__DIRECTIONS__.
Where the word "wall" occurs in a line of the listing, please copy the line.

__PROVIDED RECORDS__.
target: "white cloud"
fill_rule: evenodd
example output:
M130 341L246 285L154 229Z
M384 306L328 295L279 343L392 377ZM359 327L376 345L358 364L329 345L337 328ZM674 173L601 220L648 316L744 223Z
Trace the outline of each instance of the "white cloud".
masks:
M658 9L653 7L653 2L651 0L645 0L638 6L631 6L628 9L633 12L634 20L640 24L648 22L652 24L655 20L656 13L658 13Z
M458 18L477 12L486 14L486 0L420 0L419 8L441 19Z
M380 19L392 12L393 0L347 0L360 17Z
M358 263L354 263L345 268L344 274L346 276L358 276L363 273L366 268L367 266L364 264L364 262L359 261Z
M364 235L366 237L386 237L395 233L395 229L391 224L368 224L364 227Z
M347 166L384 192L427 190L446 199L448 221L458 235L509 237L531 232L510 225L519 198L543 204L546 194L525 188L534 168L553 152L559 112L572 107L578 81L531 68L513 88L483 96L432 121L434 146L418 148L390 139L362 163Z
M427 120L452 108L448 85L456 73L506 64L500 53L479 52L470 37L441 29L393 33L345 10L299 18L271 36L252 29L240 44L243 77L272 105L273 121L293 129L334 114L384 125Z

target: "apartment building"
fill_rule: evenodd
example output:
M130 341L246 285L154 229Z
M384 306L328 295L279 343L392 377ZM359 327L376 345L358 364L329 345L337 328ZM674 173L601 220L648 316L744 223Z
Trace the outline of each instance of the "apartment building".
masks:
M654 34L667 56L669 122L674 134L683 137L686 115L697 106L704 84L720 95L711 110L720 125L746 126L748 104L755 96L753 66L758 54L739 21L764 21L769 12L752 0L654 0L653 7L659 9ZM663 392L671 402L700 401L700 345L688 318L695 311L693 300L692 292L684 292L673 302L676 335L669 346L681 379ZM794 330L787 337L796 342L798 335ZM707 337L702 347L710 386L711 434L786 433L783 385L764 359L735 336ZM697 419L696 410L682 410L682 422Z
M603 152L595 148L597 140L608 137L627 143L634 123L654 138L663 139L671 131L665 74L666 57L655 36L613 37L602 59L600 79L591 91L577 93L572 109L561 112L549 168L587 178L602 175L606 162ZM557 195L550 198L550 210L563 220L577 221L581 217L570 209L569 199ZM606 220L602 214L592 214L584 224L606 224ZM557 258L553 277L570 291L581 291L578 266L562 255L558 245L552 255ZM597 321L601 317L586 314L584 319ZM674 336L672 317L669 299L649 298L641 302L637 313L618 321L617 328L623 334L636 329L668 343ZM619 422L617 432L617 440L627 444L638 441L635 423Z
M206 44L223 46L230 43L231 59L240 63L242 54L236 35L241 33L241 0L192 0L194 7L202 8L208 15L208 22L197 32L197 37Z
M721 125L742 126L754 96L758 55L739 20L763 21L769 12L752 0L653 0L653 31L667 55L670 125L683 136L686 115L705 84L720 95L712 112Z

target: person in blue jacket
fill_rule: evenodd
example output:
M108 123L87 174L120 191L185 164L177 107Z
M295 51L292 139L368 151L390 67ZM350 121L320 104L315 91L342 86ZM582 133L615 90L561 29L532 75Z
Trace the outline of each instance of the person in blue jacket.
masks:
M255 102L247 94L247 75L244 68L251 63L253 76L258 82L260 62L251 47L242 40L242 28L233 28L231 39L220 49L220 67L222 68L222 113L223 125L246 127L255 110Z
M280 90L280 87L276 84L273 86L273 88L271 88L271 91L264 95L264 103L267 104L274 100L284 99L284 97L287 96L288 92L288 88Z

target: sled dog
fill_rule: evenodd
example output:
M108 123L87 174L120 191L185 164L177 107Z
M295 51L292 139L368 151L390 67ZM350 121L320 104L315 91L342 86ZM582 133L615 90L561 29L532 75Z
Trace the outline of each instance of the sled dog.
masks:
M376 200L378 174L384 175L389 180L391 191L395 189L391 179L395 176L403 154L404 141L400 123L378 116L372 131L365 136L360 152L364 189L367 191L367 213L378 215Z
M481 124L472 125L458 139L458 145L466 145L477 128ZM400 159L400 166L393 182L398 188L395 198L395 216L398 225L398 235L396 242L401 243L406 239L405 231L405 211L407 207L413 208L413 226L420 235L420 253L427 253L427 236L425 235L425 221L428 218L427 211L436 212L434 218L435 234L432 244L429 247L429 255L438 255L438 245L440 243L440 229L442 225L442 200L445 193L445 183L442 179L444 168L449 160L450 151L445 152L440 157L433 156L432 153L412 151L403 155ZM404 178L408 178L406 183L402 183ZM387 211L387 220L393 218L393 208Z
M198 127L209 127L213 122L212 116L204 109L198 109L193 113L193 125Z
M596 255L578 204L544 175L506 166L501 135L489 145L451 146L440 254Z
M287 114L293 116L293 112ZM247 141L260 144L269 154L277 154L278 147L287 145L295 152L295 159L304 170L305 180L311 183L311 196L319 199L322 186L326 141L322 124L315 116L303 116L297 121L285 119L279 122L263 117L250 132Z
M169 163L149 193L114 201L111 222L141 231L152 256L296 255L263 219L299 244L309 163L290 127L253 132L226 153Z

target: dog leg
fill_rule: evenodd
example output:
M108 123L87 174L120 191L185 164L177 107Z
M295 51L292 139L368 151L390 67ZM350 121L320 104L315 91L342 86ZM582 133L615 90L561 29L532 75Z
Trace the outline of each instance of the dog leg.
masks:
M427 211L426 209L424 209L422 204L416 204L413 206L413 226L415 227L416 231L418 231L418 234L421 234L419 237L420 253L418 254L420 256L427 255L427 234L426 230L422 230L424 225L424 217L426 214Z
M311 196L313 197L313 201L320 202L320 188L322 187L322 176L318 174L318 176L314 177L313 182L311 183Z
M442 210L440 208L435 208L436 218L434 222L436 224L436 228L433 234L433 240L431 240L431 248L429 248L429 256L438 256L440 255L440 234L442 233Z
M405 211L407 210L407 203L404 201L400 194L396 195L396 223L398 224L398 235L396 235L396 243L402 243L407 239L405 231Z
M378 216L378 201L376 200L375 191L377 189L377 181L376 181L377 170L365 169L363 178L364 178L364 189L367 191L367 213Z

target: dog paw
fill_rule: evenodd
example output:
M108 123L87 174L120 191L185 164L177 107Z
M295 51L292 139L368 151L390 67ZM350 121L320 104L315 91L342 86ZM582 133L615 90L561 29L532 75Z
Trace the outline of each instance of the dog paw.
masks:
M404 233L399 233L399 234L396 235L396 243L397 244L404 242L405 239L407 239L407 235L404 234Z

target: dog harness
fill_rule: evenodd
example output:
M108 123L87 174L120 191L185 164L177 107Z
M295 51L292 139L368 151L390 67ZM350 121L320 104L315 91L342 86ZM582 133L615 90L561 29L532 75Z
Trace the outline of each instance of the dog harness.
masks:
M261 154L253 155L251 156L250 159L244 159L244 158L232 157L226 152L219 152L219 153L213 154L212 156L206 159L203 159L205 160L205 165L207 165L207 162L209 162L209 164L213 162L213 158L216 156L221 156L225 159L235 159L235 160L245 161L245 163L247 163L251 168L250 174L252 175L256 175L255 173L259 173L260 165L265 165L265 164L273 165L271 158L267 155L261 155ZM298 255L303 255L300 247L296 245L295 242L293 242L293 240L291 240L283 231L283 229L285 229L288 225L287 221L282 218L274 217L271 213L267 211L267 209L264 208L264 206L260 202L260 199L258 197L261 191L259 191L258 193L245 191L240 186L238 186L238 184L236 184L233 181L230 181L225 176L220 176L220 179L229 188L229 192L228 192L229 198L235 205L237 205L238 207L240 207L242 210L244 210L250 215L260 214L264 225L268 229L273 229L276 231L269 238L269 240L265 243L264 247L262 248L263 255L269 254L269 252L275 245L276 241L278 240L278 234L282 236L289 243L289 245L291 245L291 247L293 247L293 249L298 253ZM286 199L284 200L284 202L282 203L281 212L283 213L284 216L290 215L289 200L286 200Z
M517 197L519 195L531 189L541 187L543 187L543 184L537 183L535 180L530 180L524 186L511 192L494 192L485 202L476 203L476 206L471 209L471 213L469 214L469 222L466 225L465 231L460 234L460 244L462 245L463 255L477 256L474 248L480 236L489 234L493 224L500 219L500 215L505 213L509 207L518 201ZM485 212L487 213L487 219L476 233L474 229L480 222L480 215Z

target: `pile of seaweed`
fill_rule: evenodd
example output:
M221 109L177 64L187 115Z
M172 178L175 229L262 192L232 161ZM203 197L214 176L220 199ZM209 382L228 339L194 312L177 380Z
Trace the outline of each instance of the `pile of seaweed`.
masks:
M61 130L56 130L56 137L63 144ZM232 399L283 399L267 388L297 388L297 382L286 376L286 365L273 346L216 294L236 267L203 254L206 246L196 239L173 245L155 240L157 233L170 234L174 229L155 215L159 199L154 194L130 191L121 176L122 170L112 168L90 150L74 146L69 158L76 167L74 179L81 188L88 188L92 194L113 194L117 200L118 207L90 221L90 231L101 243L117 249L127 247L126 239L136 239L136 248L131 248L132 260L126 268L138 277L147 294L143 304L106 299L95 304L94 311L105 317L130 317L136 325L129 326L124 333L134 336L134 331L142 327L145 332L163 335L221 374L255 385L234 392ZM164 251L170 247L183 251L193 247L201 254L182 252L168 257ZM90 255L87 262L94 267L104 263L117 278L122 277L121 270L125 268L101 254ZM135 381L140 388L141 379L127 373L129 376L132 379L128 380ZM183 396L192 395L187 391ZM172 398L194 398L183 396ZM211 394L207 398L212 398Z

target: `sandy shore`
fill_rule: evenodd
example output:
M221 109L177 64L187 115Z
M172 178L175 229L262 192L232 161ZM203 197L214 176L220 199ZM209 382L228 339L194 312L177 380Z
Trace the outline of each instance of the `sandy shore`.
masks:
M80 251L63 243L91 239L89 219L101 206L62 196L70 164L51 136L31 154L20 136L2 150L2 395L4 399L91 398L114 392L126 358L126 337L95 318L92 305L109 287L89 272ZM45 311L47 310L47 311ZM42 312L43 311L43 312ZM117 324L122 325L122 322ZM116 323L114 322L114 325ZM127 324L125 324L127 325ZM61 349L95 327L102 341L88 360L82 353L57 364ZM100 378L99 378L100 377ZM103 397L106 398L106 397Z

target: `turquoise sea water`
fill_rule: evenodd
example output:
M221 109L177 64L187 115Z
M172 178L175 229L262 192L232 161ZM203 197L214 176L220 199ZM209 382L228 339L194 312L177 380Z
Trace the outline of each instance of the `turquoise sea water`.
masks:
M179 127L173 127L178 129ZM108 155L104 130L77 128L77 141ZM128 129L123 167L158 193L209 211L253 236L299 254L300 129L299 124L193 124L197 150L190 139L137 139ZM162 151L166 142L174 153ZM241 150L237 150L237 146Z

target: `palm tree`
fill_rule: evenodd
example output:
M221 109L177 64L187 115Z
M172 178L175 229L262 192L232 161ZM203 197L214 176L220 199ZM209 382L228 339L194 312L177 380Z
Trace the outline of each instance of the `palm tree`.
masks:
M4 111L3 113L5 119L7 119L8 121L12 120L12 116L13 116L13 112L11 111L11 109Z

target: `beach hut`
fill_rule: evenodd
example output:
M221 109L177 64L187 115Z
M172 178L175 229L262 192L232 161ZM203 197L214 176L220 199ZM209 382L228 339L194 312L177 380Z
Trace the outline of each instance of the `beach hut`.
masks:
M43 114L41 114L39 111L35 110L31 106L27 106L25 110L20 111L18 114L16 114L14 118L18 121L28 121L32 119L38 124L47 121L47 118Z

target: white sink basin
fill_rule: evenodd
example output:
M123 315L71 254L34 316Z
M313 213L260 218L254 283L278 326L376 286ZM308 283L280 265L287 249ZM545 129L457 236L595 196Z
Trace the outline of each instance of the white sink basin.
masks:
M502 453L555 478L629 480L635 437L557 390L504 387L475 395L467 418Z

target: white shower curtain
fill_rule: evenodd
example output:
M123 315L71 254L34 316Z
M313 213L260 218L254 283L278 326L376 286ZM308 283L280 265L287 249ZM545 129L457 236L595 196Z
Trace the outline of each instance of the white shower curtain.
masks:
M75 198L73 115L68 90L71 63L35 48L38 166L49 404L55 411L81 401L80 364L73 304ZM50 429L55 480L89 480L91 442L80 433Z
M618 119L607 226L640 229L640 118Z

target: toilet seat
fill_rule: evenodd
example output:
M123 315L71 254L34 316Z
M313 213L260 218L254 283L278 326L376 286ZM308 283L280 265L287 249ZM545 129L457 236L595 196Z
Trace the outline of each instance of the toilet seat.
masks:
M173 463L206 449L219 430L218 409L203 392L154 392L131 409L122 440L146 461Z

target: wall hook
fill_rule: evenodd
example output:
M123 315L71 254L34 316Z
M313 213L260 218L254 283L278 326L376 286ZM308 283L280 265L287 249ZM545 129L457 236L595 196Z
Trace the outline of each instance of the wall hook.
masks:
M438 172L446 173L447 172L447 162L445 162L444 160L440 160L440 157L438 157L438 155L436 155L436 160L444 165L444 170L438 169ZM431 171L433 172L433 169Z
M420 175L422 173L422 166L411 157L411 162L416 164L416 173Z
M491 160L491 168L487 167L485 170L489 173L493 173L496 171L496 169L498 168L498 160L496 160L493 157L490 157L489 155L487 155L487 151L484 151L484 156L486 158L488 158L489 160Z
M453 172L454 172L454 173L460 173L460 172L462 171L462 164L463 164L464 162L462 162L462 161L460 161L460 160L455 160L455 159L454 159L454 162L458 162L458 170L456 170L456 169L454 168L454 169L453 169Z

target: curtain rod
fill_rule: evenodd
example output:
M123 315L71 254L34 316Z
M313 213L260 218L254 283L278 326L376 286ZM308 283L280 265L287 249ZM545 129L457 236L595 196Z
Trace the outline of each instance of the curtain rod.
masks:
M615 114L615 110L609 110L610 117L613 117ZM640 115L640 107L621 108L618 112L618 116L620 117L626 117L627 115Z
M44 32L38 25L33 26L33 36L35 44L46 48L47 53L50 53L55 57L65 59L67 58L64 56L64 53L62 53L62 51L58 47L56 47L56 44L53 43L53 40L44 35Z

__SOLUTION TO THIS PROBLEM__.
target: wall hook
Trace the outline of each instance of the wall hook.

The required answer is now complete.